# [ACTIVITY 1]
Answer these questions from the text on blood glucose control in type 1 diabetes:
(a) Who funded the research?
(b) How many patients did the DCCT/EDIC study enroll?
(c) In what year did the DCCT stop?
# [ACTIVITY 2]
Retype the part of the text on blood glucose control in type 1 diabetes starting at "Early control of" and ending at "American Medical Association.".
# [ACTIVITY 3]
Continue the text on blood glucose control in type 1 diabetes from where it stops.
[Opening READING TEXT section]
Early control of blood glucose in patients with type 1 diabetes is linked to a longer life than those without early control, research funded by the National Institutes of Health has shown. Results of this study are published in the Journal of the American Medical Association.
The DCCT/EDIC study, started in 1983, enrolled 1,441 patients aged 13–39 with recent-onset type 1 diabetes. In the DCCT, half of the patients were randomized to intensive blood glucose control to maintain glucose levels as close to normal, and the other half were randomized to conventional treatment. In 1993, the DCCT stopped when data showed the intensive control group was found to have less eye, nerve, and kidney disease.
[Closing READING TEXT section]
[Opening INFORMATION SHOWN section]
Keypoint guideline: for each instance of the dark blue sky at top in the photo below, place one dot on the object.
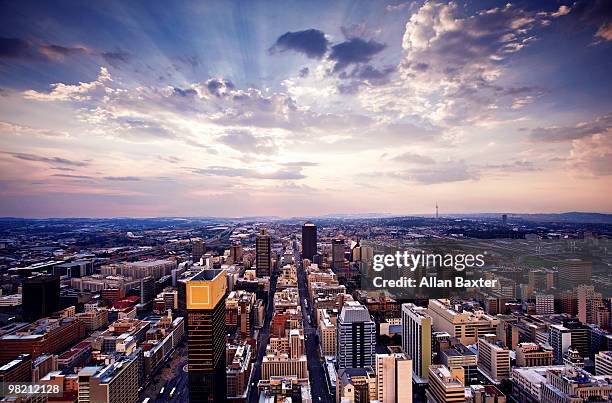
(497, 97)
(196, 40)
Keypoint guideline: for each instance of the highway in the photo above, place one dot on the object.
(264, 336)
(172, 375)
(315, 368)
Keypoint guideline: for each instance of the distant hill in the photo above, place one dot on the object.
(574, 216)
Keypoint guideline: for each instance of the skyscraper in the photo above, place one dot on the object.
(205, 301)
(197, 250)
(40, 296)
(337, 254)
(356, 336)
(263, 250)
(147, 289)
(394, 378)
(493, 359)
(309, 240)
(416, 338)
(236, 252)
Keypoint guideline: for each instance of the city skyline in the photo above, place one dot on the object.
(233, 109)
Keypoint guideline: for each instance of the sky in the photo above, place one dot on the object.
(298, 108)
[Closing INFORMATION SHOWN section]
# [RESPONSE 1]
(a) The National Institutes of Health
(b) 1,441
(c) 1993

# [RESPONSE 2]
Early control of blood glucose in patients with type 1 diabetes is linked to a longer life than those without early control, research funded by the National Institutes of Health has shown. Results of this study are published in the Journal of the American Medical Association.

# [RESPONSE 3]
All study participants were trained intensive blood glucose and were followed during the ongoing EDIC. Among the DCCT/EDIC participants, there were 33% less deaths in the intensive control group compared to the conventional treatment group (43 vs. 64 deaths). Cardiovascular diseases attributed to majority of the deaths (22%), followed by cancer (20%), acute diabetes complications (18%) and accidents/suicide (17%).
Death from diabetic kidney disease was seen more in the conventional treatment group vs. intensive control group. Clinical markers such as higher average glucose levels and increased proteinuria were found to be major risk factors for death.
The recent findings further emphasize the importance of early blood glucose control, as this can reduce diabetes complications and lengthen lifespans.